### Problems
(1) In the forum post on C++ templates, how would the stretch from "Binary function vectorization" through "people have questions." read if you rewrote it with "vectorization" changed to "elementwise application"?
(2) Set down the stretch of the records from the line that contains "Reviewer note: check that every instance of the overhanging" through the end of the records, word for word.
— BEGIN Excerpted text —
Binary function vectorization and broadcasting with C++ templates


#1

Standalone example

I thought it would be helpful to provide a simple, standalone implementation of vectorization in C++ with all the template magic included. It needs to be generalized with boost::promote_args in the very first template metaprogram struct. There’s a bit of doc explaining what’s going on. I’m happy to elaborate more if people have questions.

This general approach is already in Stan for unary functions.

More efficient alternatives

This is not the most efficient way to implement broadcasting and vectorization.
— END Excerpted text —
— BEGIN Information supplied —
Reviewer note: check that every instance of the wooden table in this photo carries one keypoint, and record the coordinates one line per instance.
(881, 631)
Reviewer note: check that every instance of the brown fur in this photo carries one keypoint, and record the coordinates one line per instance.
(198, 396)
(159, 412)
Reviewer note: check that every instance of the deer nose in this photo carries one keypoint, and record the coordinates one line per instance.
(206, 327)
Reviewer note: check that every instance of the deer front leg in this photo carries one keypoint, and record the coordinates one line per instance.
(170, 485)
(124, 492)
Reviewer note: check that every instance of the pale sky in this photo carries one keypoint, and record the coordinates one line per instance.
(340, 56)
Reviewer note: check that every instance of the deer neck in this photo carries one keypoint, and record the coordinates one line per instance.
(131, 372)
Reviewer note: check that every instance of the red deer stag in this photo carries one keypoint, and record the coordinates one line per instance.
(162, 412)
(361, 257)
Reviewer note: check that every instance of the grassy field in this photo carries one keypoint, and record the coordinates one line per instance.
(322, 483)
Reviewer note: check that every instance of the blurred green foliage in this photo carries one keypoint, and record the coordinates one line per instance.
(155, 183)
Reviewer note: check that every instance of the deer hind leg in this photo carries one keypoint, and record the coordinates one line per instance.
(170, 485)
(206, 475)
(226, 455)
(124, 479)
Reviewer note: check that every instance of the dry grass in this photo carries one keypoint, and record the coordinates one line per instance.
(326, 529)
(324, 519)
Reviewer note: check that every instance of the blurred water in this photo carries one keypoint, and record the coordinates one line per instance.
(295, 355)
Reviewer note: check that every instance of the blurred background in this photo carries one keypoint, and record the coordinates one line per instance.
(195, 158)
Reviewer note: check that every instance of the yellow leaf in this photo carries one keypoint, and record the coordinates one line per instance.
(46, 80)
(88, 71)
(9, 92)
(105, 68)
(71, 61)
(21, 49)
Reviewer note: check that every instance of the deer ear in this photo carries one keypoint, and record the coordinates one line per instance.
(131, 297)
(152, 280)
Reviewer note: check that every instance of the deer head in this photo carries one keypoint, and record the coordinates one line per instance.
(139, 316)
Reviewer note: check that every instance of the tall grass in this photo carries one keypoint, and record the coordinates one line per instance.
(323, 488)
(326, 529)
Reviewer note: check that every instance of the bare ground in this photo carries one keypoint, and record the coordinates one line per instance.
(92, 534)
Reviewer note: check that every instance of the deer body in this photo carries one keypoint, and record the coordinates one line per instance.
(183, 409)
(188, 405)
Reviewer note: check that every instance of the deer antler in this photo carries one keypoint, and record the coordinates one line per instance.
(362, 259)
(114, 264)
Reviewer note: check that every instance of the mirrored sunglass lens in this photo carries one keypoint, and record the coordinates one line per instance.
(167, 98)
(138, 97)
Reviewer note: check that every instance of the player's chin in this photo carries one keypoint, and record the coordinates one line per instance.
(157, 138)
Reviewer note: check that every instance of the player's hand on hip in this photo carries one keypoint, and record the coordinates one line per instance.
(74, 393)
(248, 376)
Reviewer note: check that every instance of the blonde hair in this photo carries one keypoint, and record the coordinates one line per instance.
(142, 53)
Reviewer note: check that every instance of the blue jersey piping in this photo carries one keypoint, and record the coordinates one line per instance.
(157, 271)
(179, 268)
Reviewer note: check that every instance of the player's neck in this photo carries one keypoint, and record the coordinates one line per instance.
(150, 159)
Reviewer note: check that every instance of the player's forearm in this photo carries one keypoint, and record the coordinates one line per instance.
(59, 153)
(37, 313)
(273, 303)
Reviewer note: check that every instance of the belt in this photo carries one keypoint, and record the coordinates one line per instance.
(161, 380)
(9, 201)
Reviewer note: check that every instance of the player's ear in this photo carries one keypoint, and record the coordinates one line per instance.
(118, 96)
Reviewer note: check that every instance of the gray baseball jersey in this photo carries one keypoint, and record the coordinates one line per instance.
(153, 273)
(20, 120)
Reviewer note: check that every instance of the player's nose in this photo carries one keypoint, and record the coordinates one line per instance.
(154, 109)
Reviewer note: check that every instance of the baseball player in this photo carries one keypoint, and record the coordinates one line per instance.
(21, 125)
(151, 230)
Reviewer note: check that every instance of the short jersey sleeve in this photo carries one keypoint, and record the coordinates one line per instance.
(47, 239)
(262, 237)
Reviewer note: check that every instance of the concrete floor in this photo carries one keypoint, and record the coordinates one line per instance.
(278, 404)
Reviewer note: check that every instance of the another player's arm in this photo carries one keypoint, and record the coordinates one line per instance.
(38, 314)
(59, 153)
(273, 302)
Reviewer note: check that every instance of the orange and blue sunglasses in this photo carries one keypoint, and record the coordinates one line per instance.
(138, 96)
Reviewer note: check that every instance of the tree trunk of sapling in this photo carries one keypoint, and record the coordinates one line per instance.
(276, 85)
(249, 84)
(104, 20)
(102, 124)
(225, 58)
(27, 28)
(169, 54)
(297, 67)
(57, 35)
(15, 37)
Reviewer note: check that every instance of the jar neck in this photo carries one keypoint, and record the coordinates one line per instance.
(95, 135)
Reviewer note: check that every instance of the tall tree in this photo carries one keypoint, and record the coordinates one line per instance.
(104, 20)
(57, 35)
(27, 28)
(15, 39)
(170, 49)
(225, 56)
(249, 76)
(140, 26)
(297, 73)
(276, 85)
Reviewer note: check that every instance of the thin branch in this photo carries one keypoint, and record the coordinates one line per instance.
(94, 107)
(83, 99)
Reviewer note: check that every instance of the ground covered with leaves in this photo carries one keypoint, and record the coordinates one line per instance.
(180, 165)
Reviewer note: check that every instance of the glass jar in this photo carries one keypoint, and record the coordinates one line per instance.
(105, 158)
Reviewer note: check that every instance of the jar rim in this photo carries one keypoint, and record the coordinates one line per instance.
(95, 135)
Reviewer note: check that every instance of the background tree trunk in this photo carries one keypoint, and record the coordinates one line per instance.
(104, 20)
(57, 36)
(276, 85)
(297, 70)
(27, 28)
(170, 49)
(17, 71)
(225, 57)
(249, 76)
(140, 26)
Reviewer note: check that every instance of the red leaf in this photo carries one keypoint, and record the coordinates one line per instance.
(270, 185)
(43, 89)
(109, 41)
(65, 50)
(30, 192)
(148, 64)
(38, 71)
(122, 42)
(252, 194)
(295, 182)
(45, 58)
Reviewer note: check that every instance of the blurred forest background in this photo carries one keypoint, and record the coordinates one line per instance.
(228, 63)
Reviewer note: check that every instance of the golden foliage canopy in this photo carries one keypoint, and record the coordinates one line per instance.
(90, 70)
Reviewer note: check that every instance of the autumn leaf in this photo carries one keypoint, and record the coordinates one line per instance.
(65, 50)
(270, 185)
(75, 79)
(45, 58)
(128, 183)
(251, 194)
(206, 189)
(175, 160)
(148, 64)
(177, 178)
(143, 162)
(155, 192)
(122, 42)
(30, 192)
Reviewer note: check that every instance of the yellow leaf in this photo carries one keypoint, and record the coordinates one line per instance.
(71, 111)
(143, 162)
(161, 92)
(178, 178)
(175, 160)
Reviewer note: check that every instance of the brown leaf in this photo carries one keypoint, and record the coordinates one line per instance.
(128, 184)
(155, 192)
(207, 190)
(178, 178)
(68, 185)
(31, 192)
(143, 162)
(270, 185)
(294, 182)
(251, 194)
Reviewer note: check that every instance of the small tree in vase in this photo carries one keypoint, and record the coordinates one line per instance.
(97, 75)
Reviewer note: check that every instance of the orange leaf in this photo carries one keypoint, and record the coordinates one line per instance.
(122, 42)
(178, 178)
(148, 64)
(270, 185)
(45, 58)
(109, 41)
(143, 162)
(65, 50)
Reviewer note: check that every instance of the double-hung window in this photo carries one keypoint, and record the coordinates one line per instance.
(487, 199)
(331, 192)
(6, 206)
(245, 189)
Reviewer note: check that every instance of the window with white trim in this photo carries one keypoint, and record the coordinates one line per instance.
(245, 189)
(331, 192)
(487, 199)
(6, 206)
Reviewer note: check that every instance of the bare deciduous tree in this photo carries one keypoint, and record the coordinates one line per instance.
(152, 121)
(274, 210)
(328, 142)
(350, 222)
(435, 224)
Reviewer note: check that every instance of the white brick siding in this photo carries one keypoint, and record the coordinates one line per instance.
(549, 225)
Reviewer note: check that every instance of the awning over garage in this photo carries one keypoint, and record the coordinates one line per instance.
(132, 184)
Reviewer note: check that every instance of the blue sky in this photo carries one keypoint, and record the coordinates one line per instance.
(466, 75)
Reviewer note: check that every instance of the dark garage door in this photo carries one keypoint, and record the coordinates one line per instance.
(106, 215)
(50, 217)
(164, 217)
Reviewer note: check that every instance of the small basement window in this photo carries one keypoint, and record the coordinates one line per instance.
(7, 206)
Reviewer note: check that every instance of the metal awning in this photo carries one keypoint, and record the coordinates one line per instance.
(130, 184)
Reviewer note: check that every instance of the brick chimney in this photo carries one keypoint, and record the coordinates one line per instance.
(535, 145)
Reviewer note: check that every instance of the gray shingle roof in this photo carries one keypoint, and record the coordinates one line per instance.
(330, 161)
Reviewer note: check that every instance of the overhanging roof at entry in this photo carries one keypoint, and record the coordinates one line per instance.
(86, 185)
— END Information supplied —
### Results for the exercise
(1)
Binary function elementwise application and broadcasting with C++ templates


#1

Standalone example

I thought it would be helpful to provide a simple, standalone implementation of elementwise application in C++ with all the template magic included. It needs to be generalized with boost::promote_args in the very first template metaprogram struct. There’s a bit of doc explaining what’s going on. I’m happy to elaborate more if people have questions.

(2)
Reviewer note: check that every instance of the overhanging roof at entry in this photo carries one keypoint, and record the coordinates one line per instance.
(86, 185)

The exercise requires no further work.